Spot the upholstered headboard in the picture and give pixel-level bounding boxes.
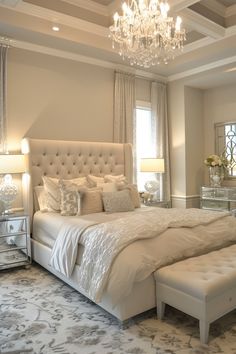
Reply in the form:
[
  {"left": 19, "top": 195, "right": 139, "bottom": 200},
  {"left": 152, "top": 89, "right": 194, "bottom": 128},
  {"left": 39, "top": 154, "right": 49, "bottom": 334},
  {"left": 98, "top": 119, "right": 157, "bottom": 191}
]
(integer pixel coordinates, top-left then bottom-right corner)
[{"left": 23, "top": 138, "right": 133, "bottom": 221}]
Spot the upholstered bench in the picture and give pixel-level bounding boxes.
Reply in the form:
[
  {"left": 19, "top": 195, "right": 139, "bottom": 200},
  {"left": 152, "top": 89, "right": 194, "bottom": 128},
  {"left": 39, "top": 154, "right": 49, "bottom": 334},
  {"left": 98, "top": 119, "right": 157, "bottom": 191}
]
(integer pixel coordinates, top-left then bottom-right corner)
[{"left": 155, "top": 245, "right": 236, "bottom": 343}]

**What you have to do:** Convert the lines of the items above into a Markdown table with the columns "Row" and "Text", giving each line its own numbered row, omitting blank lines, and leaving out the pictures.

**Response:**
| Row | Text |
|---|---|
| 1 | Spot the upholstered headboard in the picture and give pixel-level bounding boxes. |
| 2 | Reply in the form: |
| 3 | [ |
| 4 |   {"left": 19, "top": 195, "right": 139, "bottom": 200}, |
| 5 |   {"left": 152, "top": 89, "right": 194, "bottom": 128}, |
| 6 |   {"left": 39, "top": 154, "right": 49, "bottom": 334}, |
| 7 |   {"left": 98, "top": 119, "right": 157, "bottom": 191} |
| 8 | ] |
| 9 | (integer pixel coordinates, top-left then bottom-right corner) |
| 10 | [{"left": 23, "top": 138, "right": 133, "bottom": 221}] |
| 11 | Spot the upholstered bench in the picture and give pixel-level bounding boxes. |
| 12 | Reply in the form: |
| 13 | [ |
| 14 |   {"left": 19, "top": 195, "right": 139, "bottom": 200}, |
| 15 |   {"left": 152, "top": 89, "right": 194, "bottom": 128}, |
| 16 |   {"left": 39, "top": 154, "right": 49, "bottom": 334}, |
| 17 |   {"left": 98, "top": 119, "right": 157, "bottom": 191} |
| 18 | ] |
| 19 | (integer pixel coordinates, top-left then bottom-right corner) |
| 20 | [{"left": 155, "top": 245, "right": 236, "bottom": 343}] |